◆ 问题描述
根据这个帖子回答：
1. 报错前打印的第1个epoch中，loss的值是多少？
2. RuntimeError指出哪个size无效？
3. 回复者猜测每个batch有几个人、每人几张图片？

◆ 提供文本
====
AlignedReID-Re-Production-Pytorch train_ml.py -d '((0,),(0,))' Error

当在同一个GPU上运行train_ml.py（-d ((0,),(0,))）时出现如下错误，到底是那里的问题呢，谢谢～～

Ep 1, 37.78s, gp 23.85%, gm 17.38%, gd_ap 13.3094, gd_an 12.2454, gL 1.4902, gdmL 1.1416, loss 2.6318 Exception in thread Thread-6: Traceback (most recent call last): File "/usr/lib/python2.7/threading.py", line 801, in __bootstrap_inner self.run() File "/usr/lib/python2.7/threading.py", line 754, in run self.__target(*self.__args, **self.__kwargs) File "script/experiment/train_ml.py", line 475, in thread_target normalize_feature=cfg.normalize_feature) File "./aligned_reid/model/loss.py", line 215, in global_loss dist_mat, labels, return_inds=True) File "./aligned_reid/model/loss.py", line 163, in hard_example_mining dist_mat[is_neg].contiguous().view(N, -1), 1, keepdim=True) #1 RuntimeError: invalid argument 2: size '[32 x -1]' is invalid for input with 1095010584 elements at /pytorch/torch/lib/TH/THStorage.c:37

Mar 27 '18 02:03 zouliangyu

你好，这个问题我也看不出来什么原因，我猜你这里应该是每个batch8个人，每个人4张图片吧，错误信息里边的数1095010584 很奇怪。
====
◆ 提供材料
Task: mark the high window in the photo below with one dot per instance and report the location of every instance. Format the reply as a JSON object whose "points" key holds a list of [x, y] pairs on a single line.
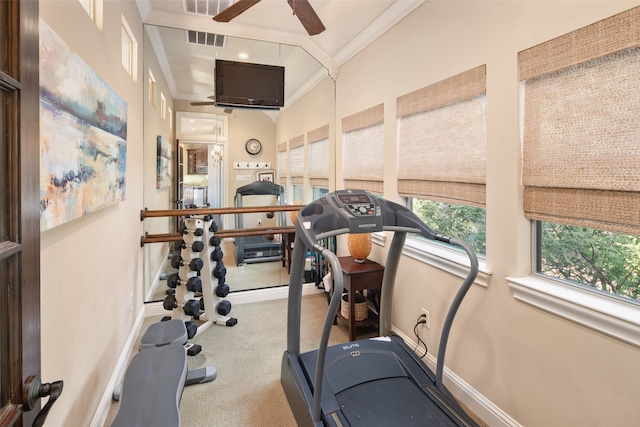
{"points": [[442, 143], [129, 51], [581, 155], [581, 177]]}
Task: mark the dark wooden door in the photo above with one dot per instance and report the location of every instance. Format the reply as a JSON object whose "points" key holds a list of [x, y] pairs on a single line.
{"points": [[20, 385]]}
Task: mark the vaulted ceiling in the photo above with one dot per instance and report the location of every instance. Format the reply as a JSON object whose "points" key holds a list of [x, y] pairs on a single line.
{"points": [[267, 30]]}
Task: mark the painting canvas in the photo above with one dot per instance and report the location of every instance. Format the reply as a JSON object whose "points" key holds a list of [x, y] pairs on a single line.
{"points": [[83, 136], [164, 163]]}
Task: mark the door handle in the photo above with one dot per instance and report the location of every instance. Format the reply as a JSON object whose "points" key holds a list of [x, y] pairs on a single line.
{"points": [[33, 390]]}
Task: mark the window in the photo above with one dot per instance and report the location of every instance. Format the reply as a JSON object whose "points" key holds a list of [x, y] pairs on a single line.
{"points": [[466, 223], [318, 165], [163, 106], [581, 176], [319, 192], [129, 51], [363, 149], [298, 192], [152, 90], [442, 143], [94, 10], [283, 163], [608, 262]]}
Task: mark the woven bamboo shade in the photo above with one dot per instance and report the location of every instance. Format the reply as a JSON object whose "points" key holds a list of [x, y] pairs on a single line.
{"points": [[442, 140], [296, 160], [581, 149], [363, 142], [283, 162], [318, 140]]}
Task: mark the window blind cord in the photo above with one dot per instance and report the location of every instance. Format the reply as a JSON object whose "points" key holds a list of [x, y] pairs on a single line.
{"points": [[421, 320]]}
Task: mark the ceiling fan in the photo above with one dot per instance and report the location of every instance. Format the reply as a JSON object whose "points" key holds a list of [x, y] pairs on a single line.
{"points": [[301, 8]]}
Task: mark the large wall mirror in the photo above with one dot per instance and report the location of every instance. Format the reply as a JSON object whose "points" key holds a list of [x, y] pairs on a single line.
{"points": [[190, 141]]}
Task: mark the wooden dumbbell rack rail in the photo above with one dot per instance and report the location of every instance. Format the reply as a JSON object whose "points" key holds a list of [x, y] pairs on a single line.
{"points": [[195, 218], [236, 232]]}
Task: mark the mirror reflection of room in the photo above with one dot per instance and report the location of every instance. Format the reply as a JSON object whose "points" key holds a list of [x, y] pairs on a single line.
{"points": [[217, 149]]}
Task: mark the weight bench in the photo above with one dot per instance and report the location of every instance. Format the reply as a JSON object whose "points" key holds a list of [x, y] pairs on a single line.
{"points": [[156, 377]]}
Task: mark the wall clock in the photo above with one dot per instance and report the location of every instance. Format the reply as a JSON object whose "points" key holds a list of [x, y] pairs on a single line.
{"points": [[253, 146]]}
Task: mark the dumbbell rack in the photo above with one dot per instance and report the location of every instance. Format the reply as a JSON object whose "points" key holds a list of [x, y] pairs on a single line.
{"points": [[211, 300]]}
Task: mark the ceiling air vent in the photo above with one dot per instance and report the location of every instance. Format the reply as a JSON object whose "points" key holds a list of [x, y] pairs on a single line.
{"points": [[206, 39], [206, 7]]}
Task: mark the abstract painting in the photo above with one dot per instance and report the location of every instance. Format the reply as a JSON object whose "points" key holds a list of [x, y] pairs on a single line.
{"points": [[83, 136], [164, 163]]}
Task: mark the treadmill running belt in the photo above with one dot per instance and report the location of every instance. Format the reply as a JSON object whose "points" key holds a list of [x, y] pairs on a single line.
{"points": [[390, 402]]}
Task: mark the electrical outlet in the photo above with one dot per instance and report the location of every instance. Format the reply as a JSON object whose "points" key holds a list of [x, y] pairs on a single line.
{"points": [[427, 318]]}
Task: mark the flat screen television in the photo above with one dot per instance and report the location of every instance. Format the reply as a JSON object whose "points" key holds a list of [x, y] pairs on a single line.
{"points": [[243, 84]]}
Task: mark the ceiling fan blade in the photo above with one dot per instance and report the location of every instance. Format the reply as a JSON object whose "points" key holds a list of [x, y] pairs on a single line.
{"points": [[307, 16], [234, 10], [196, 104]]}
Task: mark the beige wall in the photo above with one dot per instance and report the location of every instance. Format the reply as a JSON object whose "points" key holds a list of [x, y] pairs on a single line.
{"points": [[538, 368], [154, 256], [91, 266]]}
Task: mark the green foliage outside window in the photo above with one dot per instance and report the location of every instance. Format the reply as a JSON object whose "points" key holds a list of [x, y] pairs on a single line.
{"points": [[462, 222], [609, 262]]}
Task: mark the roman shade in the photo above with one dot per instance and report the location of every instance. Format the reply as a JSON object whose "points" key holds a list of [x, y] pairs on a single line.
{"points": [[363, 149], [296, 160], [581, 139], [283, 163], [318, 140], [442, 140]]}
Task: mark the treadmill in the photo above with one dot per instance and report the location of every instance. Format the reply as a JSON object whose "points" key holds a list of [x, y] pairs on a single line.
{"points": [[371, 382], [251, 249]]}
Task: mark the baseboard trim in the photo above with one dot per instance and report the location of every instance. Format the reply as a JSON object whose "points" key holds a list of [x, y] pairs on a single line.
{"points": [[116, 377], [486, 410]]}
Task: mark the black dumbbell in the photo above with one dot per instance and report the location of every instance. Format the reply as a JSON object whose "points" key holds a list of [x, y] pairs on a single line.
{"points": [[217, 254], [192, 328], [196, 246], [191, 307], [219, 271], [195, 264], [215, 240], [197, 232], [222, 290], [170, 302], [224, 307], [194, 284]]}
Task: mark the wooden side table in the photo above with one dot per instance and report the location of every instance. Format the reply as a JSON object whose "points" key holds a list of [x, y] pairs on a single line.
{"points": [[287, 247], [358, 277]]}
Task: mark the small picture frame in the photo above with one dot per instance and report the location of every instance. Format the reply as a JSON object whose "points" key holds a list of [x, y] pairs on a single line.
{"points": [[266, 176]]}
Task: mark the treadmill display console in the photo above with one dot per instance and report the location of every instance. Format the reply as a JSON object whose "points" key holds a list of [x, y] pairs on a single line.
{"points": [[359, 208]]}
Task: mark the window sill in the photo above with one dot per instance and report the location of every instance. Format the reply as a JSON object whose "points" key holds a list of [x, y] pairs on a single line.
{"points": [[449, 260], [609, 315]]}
====
◆ 参考答案
1. 2.6318
2. '[32 x -1]'
3. 每个batch 8个人，每人4张图片。